_Exercise objective_
Can you carry on the abstract about the Late Cretaceous batholiths of southern California and Baja Mexico from its last sentence?

2004 Denver Annual Meeting (November 7–10, 2004)

Paper No. 3
Presentation Time: 8:45 AM


ZANDT, George and GILBERT, Hersh J., Department of Geosciences, Univ of Arizona, Gould-Simpson Building 1040 E. 4th Street, Tucson, AZ 85721, zandt@geo.arizona.edu

A major goal in Cordilleran tectonics is to understand the processes of the construction and destruction of giant continental arc batholiths. In southern California and Baja Mexico, large portions of three composite batholiths were constructed during a Late Cretaceous magmatic flareup: the Sierra Nevada, Mojave/Salinian, and the Peninsular Ranges batholiths. Despite their similar origins, these three batholiths have undergone distinct tectonic histories during Cenozoic time. Recent interdisciplinary studies have suggested that the different Cenozoic histories of these batholiths may be controlled, in part, by the segmentation of the flat Laramide slab and the different fates of their ultramafic batholithic roots. The Sierran batholith has remained a relatively coherent and strong block within the widely extended western United States. The Mojave/Salinian batholith was disaggregated into myriad pieces and sliced in two by the Cenozoic San Andreas transform system. And, the Peninsular Ranges batholith has remained relatively intact but has been rifted from the North American plate and accreted to the Pacific plate.

_Point localization entries_
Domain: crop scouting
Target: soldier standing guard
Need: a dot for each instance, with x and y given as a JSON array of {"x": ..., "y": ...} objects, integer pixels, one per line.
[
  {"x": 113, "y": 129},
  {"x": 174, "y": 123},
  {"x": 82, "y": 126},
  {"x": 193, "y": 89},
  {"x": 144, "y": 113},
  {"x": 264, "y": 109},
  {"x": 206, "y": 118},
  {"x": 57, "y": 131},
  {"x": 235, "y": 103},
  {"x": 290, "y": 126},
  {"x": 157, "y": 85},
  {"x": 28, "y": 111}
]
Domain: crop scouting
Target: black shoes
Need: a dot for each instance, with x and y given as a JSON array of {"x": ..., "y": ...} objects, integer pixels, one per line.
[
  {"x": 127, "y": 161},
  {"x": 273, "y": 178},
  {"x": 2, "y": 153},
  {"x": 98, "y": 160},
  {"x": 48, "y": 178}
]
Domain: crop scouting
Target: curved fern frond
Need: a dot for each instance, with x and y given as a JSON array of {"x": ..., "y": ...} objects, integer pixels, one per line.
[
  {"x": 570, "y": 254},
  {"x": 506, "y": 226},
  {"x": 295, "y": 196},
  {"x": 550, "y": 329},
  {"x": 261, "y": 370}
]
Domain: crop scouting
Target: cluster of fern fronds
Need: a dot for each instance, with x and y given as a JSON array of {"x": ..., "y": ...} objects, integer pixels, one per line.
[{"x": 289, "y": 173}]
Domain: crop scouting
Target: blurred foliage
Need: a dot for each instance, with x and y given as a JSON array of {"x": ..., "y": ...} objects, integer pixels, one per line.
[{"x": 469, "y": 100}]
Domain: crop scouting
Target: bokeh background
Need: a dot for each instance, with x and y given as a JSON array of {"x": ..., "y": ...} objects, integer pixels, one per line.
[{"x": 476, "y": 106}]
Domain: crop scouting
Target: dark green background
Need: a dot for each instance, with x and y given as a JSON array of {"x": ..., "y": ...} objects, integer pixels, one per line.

_Result below_
Utilizing seismic techniques that isolate P-to-s converted phases, we investigated the composition, fabric, and structure of each batholith and relate the seismic attributes to specific processes of batholith root removal and subsequent extensional tectonics. Results from both the southern Sierra Nevada and northern Peninsular Ranges show a large-amplitude Moho converted phase consistent with a sharp boundary, which may have resulted from root removal. Similarities in crustal structures between these two regions may reflect the comparable tectonic histories of each batholith and their relations to adjacent extensional provinces. Differently, portions of the Mojave terrane are characterized by extremely complex seismic signals that may be diagnostic of anisotropy resulting from an underlying subducted and accreted schist terrane. While it appears that similar crustal structures suggest similar tectonic development of both the Peninsular Range and Sierran batholiths, the different appearance of the Mojave province suggest that it has undergone a significantly different tectonic history.